SELECTED PASSAGE:
## start

Hey, everybody.  Haven’t been around much to post here, mostly because I haven’t seen any movies or played any new video games to review. ;)  That should change this weekend.  What I would like to do is highlight some of the newer additions to my blogroll and give some examples as to why you should be reading these sites.

The Expanse – a shared blog about Science Fiction and Fantasy from Daniel Abraham and Ty Franck

These two gents are writers, whose collaboration via the pen name James S. A. Corey Leviathan Wakes is due out this summer.  I’ve read parts of it in other forms, and it’s awesome.  Their shared blog has the musings of two well-spoken men on a variety of topics, including racism and exoticism in sci-fi and fantasy novels.  Well worth a read for writers, or anyone who likes to know about others’ creative processes.

A Walk in the Dark – A look into the mind of a DnD Campaign Designer

Shifting gears slightly, you have the blog of David “Nighthawk” Flor, a software dev and game designer I know.  He’s done mods for Half-Life, so if the name is familiar, you probably played The Opera (he mentions it here).  Nighthawk has a lot to say about game design, whether about how to handle insanity in DnD compared to Call of Cthulu, or creating random dice rolls for games hosted online.

## end

WHAT YOU ARE ASKED TO DO:
Answer these questions about the blogroll post above.
(a) What pen name do Daniel Abraham and Ty Franck write under together?
(b) For which game has David "Nighthawk" Flor made mods?
(c) Why has the writer not posted much lately?

DATA SEGMENT:

## start

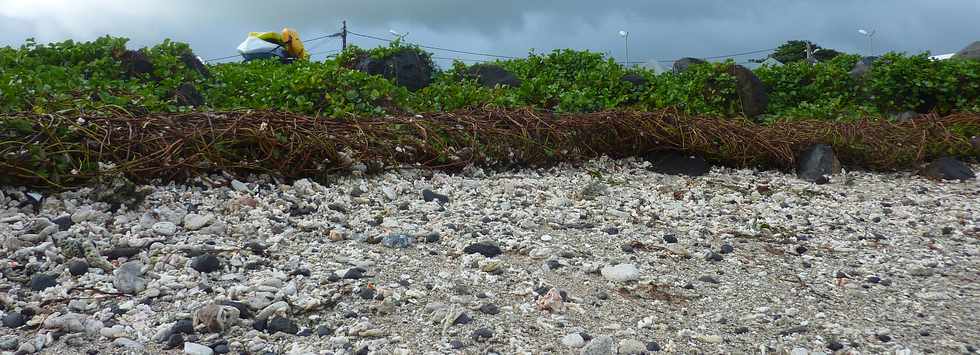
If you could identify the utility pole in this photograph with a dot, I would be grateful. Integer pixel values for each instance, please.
(343, 36)
(809, 53)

## end

ANSWER TO THE EXERCISE:
(a) James S. A. Corey.
(b) Half-Life.
(c) The writer has not seen any movies or played any new video games to review.